→ **LISTED ENTRIES**:
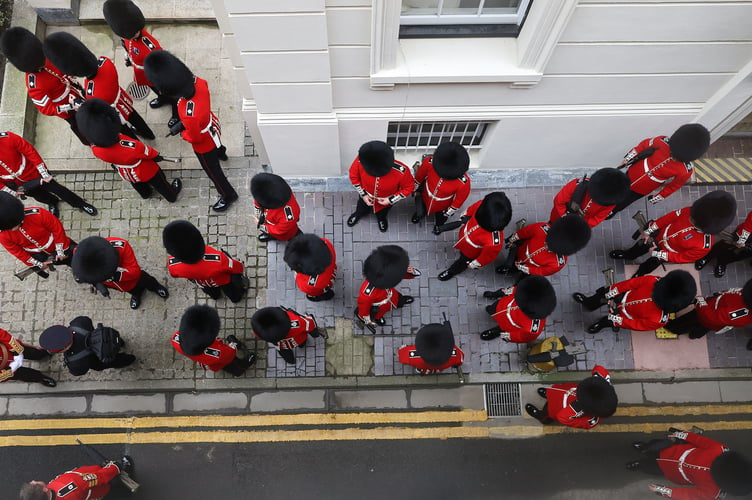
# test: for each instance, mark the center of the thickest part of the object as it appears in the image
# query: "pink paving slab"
(683, 353)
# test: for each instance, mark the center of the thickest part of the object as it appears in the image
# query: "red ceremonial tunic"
(132, 159)
(213, 270)
(90, 482)
(510, 318)
(137, 50)
(49, 89)
(202, 128)
(408, 355)
(725, 309)
(281, 223)
(636, 310)
(40, 232)
(19, 161)
(477, 243)
(128, 271)
(215, 357)
(593, 213)
(679, 241)
(689, 463)
(441, 194)
(559, 399)
(317, 284)
(648, 174)
(395, 185)
(105, 86)
(533, 256)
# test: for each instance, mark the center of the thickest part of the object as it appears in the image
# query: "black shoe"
(490, 334)
(89, 209)
(288, 355)
(352, 220)
(719, 271)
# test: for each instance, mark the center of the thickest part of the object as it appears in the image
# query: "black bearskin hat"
(450, 160)
(11, 211)
(199, 327)
(270, 190)
(169, 74)
(713, 212)
(271, 323)
(732, 472)
(608, 186)
(94, 260)
(689, 142)
(22, 49)
(434, 343)
(124, 18)
(386, 266)
(183, 241)
(308, 254)
(99, 122)
(597, 397)
(70, 55)
(535, 296)
(568, 235)
(675, 291)
(377, 158)
(494, 212)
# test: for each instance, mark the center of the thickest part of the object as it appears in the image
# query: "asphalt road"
(567, 466)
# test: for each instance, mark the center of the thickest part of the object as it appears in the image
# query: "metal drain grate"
(502, 399)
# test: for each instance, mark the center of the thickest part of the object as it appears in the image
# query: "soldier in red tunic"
(12, 355)
(434, 350)
(285, 328)
(24, 173)
(198, 339)
(383, 270)
(642, 303)
(581, 405)
(276, 210)
(705, 468)
(683, 235)
(380, 180)
(315, 265)
(49, 88)
(481, 237)
(521, 310)
(101, 79)
(195, 121)
(33, 235)
(133, 160)
(725, 252)
(543, 248)
(591, 198)
(214, 271)
(441, 183)
(90, 482)
(721, 312)
(127, 21)
(110, 263)
(654, 162)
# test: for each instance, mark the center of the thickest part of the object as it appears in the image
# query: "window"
(425, 136)
(462, 18)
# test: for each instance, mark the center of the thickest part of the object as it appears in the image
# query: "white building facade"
(582, 81)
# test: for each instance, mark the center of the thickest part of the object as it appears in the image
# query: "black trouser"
(210, 163)
(158, 182)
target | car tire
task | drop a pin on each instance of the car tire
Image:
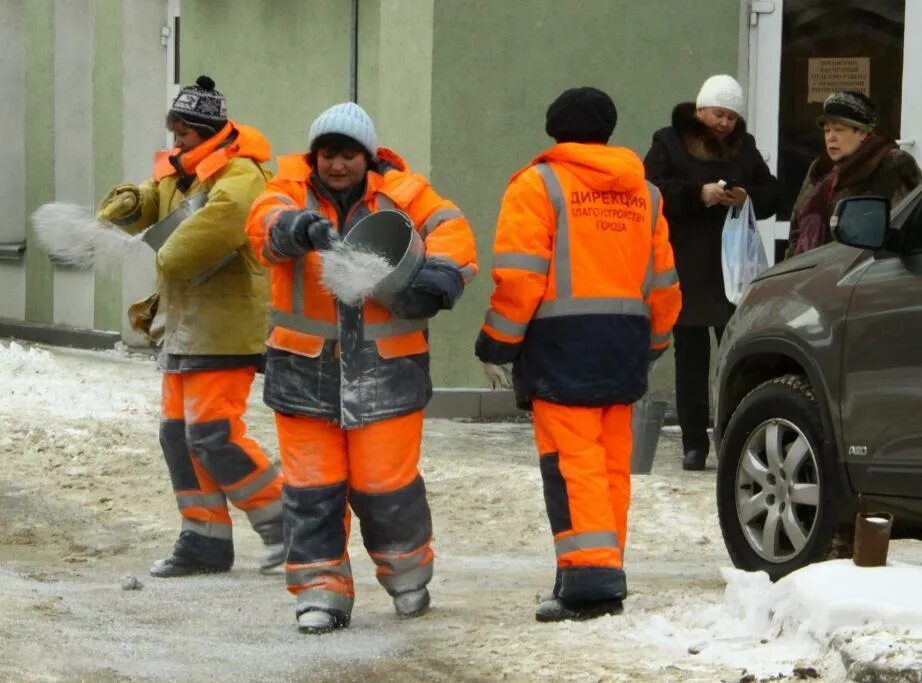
(774, 480)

→ **TASK**:
From the data above, copy each line that holds "tire".

→ **EXPECTED ANSWER**:
target | car tire
task | drop a pin on each instance of the car tire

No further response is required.